Document excerpt ▸
'''
Image Source: https://www.seattletimes.com/
Tahlequah is pregnant again.
The mother orca raised worldwide concern when she carried her dead calf 17 days and more than 1,000 miles, almost exactly two years ago. Now, she has another chance at motherhood, scientists have learned.
Scientists John Durban, senior scientist of Southall Environmental Associates and Holly Fearnbach, marine mammal research director for the nonprofit SR3, recently finished recording drone images of the southern residents and discovered pregnancies amid the J, K and L pods. The recordings were done as part of a long-term study of the body condition of the endangered southern resident orcas that frequent Puget Sound. The photography is done non-invasively by a remote-activated drone flown more than 100 feet over the whales.
The pregnancies are not unusual, so the scientists don’t usually announce them. But Tahlequah’s pregnancy carries a special meaning for a region that grieved the loss of the calf.
The southern residents are struggling to survive, and most pregnancies for these embattled whales are not successful. Tahlequah’s baby was the first for the whales in three years. The southern residents have since had two more calves, in J pod and L pod. Both are still alive.
Tahlequah’s baby is still a long way away, and like all the orca moms-to-be, Tahlequah, or J-35, will need every chance to bring her baby into the world — and keep it alive. The gestation period for orcas is typically 18 months, and families stick together for life.
Everyone on the water all over the region can help, Fearnbach and Durban said. All boaters of every type should be careful to respect the whales’ space and give them the peace and quiet they need, they said.
'''
Apply what you read ▸
**A.** Please list every orca pod that the orca article names.
**B.** Resume the orca article, picking up after its final sentence.

Supplied information ▸
'''
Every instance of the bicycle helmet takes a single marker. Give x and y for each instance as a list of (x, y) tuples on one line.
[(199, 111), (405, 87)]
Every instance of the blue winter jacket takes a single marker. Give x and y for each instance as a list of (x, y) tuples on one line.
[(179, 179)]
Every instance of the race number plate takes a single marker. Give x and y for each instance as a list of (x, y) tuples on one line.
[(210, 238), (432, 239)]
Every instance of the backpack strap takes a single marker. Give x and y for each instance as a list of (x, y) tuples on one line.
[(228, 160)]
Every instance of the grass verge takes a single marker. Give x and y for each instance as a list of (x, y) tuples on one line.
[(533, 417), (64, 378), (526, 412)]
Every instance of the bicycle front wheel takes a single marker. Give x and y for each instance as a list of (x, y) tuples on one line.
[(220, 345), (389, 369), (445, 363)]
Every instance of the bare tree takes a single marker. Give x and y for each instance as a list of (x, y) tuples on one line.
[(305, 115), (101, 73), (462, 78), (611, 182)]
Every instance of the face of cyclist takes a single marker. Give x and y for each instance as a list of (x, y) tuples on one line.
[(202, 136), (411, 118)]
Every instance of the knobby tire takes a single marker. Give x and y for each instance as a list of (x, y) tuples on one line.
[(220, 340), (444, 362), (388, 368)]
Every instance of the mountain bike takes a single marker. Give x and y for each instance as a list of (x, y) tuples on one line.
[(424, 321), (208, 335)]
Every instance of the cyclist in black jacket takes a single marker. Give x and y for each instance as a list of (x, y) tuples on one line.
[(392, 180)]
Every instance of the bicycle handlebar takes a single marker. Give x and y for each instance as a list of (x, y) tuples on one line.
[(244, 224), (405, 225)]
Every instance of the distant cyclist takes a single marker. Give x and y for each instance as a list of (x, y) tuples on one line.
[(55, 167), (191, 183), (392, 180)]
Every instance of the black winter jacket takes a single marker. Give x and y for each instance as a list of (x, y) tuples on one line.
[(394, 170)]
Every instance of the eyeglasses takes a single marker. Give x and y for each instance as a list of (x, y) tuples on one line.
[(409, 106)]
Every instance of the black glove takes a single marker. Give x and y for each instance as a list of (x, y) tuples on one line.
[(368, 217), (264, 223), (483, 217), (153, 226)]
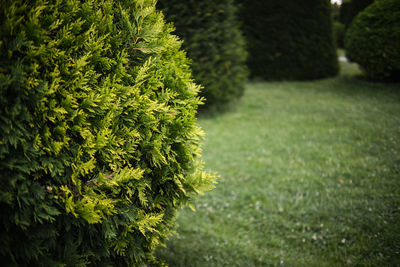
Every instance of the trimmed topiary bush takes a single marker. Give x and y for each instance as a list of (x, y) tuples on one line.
[(215, 45), (373, 40), (289, 40), (99, 142)]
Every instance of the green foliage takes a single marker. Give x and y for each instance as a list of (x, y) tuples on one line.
[(373, 40), (290, 39), (215, 45), (339, 31), (350, 9), (99, 143)]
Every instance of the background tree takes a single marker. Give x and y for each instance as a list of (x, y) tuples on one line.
[(215, 45), (373, 40), (99, 144), (289, 39), (350, 8)]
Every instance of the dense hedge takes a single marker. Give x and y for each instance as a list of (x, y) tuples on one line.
[(373, 40), (215, 45), (99, 142), (339, 32), (289, 39)]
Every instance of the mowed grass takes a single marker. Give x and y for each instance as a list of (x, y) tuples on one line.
[(309, 176)]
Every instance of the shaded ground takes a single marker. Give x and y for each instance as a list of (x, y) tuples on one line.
[(310, 176)]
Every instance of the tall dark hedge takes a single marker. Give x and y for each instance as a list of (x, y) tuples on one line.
[(373, 40), (350, 9), (215, 45), (290, 39), (99, 144)]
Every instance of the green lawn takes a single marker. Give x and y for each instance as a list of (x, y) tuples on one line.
[(310, 176)]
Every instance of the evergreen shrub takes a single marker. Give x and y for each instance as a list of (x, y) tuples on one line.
[(291, 40), (373, 40), (99, 143), (214, 43)]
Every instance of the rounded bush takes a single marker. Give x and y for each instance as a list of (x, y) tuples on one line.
[(373, 40), (99, 143), (289, 40), (215, 45), (339, 31)]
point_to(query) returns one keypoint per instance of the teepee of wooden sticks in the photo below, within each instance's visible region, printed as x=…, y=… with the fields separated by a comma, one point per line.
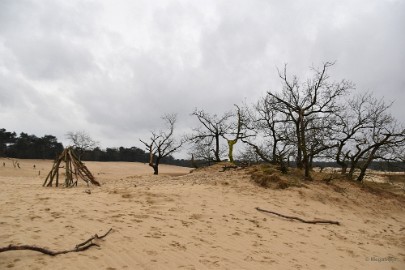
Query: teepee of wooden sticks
x=74, y=169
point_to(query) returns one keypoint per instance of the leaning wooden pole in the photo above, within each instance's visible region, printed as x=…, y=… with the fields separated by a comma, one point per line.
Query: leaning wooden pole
x=74, y=169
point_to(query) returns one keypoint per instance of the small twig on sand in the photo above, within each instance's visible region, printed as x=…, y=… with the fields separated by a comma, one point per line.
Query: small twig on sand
x=299, y=219
x=80, y=247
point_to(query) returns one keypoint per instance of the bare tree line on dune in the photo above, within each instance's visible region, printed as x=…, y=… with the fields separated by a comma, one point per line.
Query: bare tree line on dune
x=315, y=119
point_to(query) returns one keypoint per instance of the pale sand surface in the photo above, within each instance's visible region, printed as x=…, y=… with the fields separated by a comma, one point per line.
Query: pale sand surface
x=203, y=220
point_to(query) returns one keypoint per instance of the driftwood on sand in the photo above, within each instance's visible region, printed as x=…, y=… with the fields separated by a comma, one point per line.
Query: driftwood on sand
x=80, y=247
x=316, y=221
x=74, y=169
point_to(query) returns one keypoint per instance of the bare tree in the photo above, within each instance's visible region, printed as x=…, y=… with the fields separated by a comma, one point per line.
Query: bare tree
x=239, y=130
x=303, y=103
x=162, y=144
x=350, y=127
x=379, y=133
x=213, y=127
x=81, y=141
x=202, y=151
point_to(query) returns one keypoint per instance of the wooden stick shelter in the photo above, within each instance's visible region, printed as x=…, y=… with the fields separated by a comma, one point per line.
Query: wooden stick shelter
x=74, y=169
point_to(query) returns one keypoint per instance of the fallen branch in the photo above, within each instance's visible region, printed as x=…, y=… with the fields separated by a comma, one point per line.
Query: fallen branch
x=299, y=219
x=80, y=247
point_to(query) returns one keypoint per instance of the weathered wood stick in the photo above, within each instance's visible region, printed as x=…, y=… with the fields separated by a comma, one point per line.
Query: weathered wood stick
x=299, y=219
x=80, y=247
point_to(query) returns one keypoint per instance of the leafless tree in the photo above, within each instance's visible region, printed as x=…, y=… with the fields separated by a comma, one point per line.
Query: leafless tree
x=303, y=103
x=238, y=130
x=271, y=140
x=202, y=151
x=350, y=127
x=162, y=144
x=380, y=133
x=81, y=141
x=213, y=128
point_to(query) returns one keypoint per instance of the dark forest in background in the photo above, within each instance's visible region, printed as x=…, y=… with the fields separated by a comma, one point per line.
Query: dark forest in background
x=47, y=147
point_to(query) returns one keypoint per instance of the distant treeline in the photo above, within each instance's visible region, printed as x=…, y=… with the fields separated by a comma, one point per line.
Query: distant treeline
x=27, y=146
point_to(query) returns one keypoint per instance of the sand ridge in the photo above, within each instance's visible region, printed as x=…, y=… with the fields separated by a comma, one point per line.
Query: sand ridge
x=200, y=220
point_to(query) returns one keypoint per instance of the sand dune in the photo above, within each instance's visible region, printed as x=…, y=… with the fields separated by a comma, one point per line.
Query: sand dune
x=200, y=220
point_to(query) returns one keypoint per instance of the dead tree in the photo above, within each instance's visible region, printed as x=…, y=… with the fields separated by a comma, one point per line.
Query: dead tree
x=304, y=102
x=81, y=141
x=239, y=130
x=381, y=132
x=272, y=128
x=213, y=127
x=162, y=144
x=349, y=127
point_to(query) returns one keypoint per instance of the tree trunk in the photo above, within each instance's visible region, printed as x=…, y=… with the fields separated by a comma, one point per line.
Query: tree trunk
x=216, y=152
x=363, y=168
x=155, y=169
x=303, y=148
x=231, y=143
x=299, y=151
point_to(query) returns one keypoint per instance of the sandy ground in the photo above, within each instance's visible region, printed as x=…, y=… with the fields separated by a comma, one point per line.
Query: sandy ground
x=200, y=220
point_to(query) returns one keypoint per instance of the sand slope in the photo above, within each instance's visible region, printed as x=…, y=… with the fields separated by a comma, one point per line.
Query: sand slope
x=203, y=220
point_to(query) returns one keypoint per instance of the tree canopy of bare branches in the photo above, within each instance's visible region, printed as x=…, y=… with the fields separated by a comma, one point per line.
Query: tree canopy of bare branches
x=163, y=143
x=212, y=129
x=306, y=105
x=81, y=141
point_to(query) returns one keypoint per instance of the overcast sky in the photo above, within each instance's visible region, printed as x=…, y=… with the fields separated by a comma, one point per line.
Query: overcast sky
x=113, y=67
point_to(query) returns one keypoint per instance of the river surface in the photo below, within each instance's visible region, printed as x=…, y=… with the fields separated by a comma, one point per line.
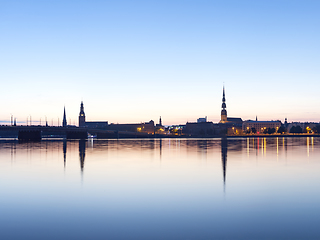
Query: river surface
x=257, y=188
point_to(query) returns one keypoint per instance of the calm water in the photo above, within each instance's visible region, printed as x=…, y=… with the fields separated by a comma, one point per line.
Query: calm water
x=161, y=189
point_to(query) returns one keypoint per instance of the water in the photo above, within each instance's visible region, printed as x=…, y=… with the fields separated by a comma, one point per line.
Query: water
x=258, y=188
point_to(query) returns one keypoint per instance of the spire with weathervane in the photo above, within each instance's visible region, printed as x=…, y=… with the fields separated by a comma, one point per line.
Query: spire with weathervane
x=64, y=121
x=82, y=116
x=223, y=111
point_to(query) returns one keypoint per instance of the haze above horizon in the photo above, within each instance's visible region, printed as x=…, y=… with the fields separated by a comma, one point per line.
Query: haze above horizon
x=133, y=61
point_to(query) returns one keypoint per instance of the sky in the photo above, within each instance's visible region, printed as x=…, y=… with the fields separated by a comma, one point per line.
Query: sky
x=133, y=61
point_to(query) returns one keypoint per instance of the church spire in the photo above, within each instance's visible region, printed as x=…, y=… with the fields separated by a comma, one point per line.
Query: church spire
x=82, y=116
x=223, y=106
x=64, y=121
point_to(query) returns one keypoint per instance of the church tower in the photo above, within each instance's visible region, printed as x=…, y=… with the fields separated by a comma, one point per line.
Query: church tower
x=82, y=116
x=64, y=121
x=223, y=111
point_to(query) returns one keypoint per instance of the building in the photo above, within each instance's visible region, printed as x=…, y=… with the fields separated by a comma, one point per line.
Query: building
x=223, y=111
x=64, y=121
x=199, y=120
x=306, y=127
x=147, y=127
x=97, y=125
x=199, y=129
x=229, y=125
x=260, y=126
x=82, y=116
x=159, y=128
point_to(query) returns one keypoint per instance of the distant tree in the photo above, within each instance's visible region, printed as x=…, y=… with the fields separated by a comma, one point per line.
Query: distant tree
x=282, y=130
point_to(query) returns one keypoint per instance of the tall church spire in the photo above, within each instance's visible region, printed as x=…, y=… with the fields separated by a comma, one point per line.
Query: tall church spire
x=223, y=106
x=64, y=121
x=82, y=116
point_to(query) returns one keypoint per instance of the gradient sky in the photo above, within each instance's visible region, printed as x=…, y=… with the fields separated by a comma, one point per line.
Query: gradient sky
x=132, y=61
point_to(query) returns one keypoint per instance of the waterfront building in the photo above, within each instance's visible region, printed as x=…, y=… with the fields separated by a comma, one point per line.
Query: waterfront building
x=223, y=111
x=97, y=124
x=260, y=126
x=82, y=116
x=224, y=116
x=199, y=120
x=306, y=127
x=64, y=121
x=147, y=127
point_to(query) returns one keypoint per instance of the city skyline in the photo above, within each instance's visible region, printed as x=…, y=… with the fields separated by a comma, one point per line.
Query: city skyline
x=133, y=62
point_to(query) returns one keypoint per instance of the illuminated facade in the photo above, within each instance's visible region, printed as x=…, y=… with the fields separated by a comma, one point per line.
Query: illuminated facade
x=82, y=116
x=260, y=126
x=224, y=118
x=64, y=121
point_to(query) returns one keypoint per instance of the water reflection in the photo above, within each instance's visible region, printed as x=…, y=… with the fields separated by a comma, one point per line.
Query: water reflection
x=82, y=153
x=224, y=151
x=161, y=189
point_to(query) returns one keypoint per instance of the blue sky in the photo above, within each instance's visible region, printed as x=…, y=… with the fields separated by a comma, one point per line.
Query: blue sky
x=132, y=61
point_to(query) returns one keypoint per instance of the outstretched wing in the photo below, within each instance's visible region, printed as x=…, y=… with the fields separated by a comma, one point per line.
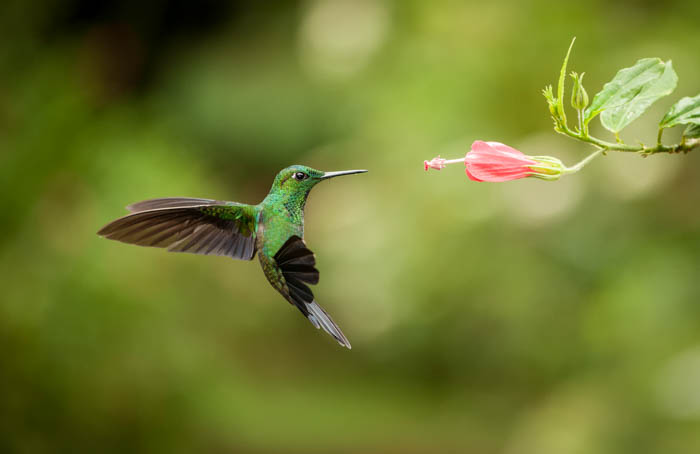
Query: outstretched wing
x=198, y=226
x=294, y=268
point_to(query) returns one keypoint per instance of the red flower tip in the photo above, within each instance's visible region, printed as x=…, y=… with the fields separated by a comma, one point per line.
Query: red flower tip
x=435, y=163
x=496, y=162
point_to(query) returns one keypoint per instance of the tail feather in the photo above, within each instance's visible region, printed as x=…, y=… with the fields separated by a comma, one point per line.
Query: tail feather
x=320, y=318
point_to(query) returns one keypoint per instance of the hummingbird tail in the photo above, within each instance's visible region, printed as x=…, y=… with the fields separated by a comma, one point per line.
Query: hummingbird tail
x=296, y=264
x=321, y=319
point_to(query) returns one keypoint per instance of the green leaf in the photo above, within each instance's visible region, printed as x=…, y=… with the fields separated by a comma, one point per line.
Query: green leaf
x=562, y=79
x=631, y=92
x=684, y=112
x=692, y=132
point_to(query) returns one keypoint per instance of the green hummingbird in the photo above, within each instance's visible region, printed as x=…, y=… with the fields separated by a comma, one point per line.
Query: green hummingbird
x=274, y=229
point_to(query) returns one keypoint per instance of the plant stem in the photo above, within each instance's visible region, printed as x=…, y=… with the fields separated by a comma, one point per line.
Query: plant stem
x=609, y=146
x=580, y=165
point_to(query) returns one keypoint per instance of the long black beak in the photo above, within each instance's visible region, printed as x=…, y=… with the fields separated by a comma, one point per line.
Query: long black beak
x=328, y=175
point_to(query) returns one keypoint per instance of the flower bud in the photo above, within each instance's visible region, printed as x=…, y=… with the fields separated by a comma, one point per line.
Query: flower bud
x=579, y=96
x=547, y=168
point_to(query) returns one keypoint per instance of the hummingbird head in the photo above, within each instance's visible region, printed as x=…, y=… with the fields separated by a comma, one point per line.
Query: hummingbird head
x=300, y=179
'''
Expected results ▸
**A.** J pod, K pod, L pod

**B.**
Whales use sound to hunt, and boat disturbance and underwater vessel noise is one of the three main threats to their survival, in addition to lack of adequate, available salmon and pollution.
Just as important as the number of salmon in the sea — especially chinook, the southern resident orcas’ preferred food — is the salmon that southern residents can readily access in their traditional fishing areas.
“Just like human fisherman that don’t just go drop a hook in the ocean,” Durban said. “They have their favorite places.
“They are amazing societies that pass culture down from generation to generation. They are creatures of habit.”
However, right where orcas hunt — the west side of San Juan Island, Swiftsure Bank, and other salmon hot spots in the eastern end of the Strait of Juan de Fuca — right now are busy with boaters, commercial ships and fishermen.
Down to a population of just 72 whales, every baby counts for southern resident orcas. And their chances for successful pregnancies are not good. About two-thirds of all southern resident pregnancies are typically lost, researcher Sam Wasser of the Center for Conservation Biology at the University of Washington has found. Stress from hunger due to lack of salmon is linked to the whales’ poor reproductive success, according to his research.